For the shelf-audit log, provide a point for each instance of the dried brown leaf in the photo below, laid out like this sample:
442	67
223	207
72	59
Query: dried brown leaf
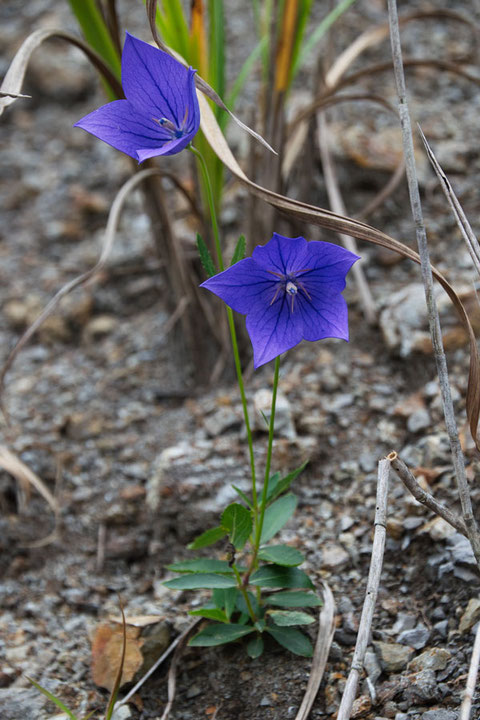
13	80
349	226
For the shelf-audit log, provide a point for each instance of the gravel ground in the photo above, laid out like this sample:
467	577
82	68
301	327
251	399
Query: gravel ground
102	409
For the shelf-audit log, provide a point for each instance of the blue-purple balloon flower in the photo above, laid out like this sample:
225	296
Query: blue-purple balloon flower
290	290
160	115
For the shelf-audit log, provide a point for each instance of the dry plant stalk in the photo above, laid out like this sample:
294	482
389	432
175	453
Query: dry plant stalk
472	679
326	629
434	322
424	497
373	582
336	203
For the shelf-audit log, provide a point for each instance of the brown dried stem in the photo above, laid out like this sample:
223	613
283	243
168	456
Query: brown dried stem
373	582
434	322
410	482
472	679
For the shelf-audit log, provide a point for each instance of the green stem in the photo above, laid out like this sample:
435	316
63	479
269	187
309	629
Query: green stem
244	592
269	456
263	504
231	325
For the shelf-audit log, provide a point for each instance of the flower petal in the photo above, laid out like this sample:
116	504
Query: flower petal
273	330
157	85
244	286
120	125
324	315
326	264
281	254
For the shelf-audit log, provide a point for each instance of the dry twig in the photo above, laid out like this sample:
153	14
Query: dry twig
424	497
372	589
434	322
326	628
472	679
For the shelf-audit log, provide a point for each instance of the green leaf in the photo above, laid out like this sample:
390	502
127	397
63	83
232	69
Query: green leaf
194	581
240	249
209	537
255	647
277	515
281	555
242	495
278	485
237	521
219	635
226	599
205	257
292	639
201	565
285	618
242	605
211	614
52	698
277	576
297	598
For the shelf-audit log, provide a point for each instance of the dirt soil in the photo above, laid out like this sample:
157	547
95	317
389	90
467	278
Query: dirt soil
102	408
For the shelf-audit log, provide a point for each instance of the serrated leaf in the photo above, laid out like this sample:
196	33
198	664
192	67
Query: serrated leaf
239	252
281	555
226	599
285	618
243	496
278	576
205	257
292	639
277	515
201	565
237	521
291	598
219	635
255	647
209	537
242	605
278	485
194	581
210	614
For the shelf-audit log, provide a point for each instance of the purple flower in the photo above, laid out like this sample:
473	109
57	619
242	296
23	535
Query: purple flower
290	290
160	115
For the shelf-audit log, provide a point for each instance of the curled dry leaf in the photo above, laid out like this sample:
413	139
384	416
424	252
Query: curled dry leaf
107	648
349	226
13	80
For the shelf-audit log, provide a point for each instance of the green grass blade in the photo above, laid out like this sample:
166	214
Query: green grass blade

Stated problem
Convert every line of the items above into a JSON list of strings, one string per line, with blank lines dropped and the pictures left out.

Right answer
[
  "For the shelf-audit log, provide a point for each instance of the dried brown leaf in the photo below, laid out like this sample:",
  "442\t67",
  "223\t207",
  "72\t59",
  "Query: dried brown leaf",
  "13\t80",
  "349\t226",
  "For the shelf-audit log, provide a point for each instance of the gravel ground in the photo above, laid out like this sample:",
  "467\t577",
  "82\t68",
  "301\t327",
  "251\t399",
  "Query: gravel ground",
  "102\t409",
  "For the shelf-audit log, provide a point for each instance of the blue-purple balloon flower in the photo above, laid out like this sample:",
  "225\t296",
  "Query: blue-purple balloon flower",
  "290\t290",
  "160\t115",
  "For the shelf-audit log, provide a point for each instance of the dry plant stalk in the photo above, laid out like this sample:",
  "294\t482",
  "389\t432",
  "175\t453",
  "Query: dry plant stalk",
  "472\t679",
  "326\t629",
  "434\t322",
  "424\t497",
  "373\t582",
  "336\t203",
  "For the shelf-audit log, provide a point for each instance of the brown dried stem in the photo above, laid out like this sample:",
  "223\t613",
  "283\t243",
  "168\t456",
  "Query: brown dried stem",
  "373\t582",
  "434\t322",
  "410\t482",
  "472\t679",
  "For the shelf-audit log, provide a point for each instance of the green stem in the photo above, laid out like this sample:",
  "435\t316",
  "63\t479",
  "269\t187",
  "309\t629",
  "Query: green stem",
  "244\t592",
  "269\t456",
  "263\t504",
  "231\t325",
  "For the shelf-audit log, provide a point for each instance of the flower petal in the photo above, laid out like this sample:",
  "116\t504",
  "Query: flower petal",
  "273\t330",
  "157\t85",
  "244\t286",
  "120\t125",
  "324\t315",
  "326\t264",
  "281\t254",
  "For the shelf-audit log, provide a point for each instance of the dry twig in the photo above, laid out like this sample:",
  "153\t14",
  "Query: dry twig",
  "424\t497",
  "372\t589",
  "434\t322",
  "326\t628",
  "472\t679",
  "For the shelf-audit log, provide a point for each instance of the green leaf in the photo above, laid out like this sample:",
  "390\t502",
  "127\t397",
  "63\t83",
  "232\t69",
  "Query: green leaf",
  "194\t581",
  "240\t249",
  "209\t537",
  "255\t647",
  "277\t515",
  "281\t555",
  "242\t495",
  "278\t485",
  "237\t521",
  "219\t635",
  "226\t599",
  "205\t257",
  "292\t639",
  "201\t565",
  "285\t618",
  "242\t605",
  "211\t614",
  "52\t698",
  "277\t576",
  "297\t598",
  "For the shelf-audit log, provide a point for each instance of the dirt soil in the photo above, laid out like this sample:",
  "157\t547",
  "95\t317",
  "389\t90",
  "467\t278",
  "Query: dirt soil",
  "102\t408",
  "For the shelf-audit log, provide a point for each instance of the serrated leaf in the photo above, laid out like this sample:",
  "196\t33",
  "198\t664",
  "192\t67",
  "Query: serrated leaf",
  "239\t252",
  "281\t555",
  "226\t599",
  "285\t618",
  "243\t496",
  "278\t576",
  "205\t257",
  "292\t639",
  "277\t515",
  "201\t565",
  "237\t521",
  "291\t598",
  "219\t635",
  "255\t647",
  "209\t537",
  "242\t605",
  "278\t485",
  "194\t581",
  "210\t614",
  "For the shelf-audit log, provide a point for each instance of the purple flower in the photo above, laid out like this sample:",
  "473\t109",
  "57\t619",
  "242\t296",
  "23\t535",
  "Query: purple flower",
  "290\t290",
  "160\t115",
  "For the shelf-audit log, provide a point for each instance of the curled dry leaf in the photo above, laid out like this sample:",
  "413\t139",
  "384\t416",
  "424\t252",
  "Query: curled dry leaf",
  "107\t648",
  "349\t226",
  "13\t80",
  "For the shelf-audit log, provide a point for each instance of the green grass blade in the photo above, laid out like this sample:",
  "166\t214",
  "Query: green grass blade"
]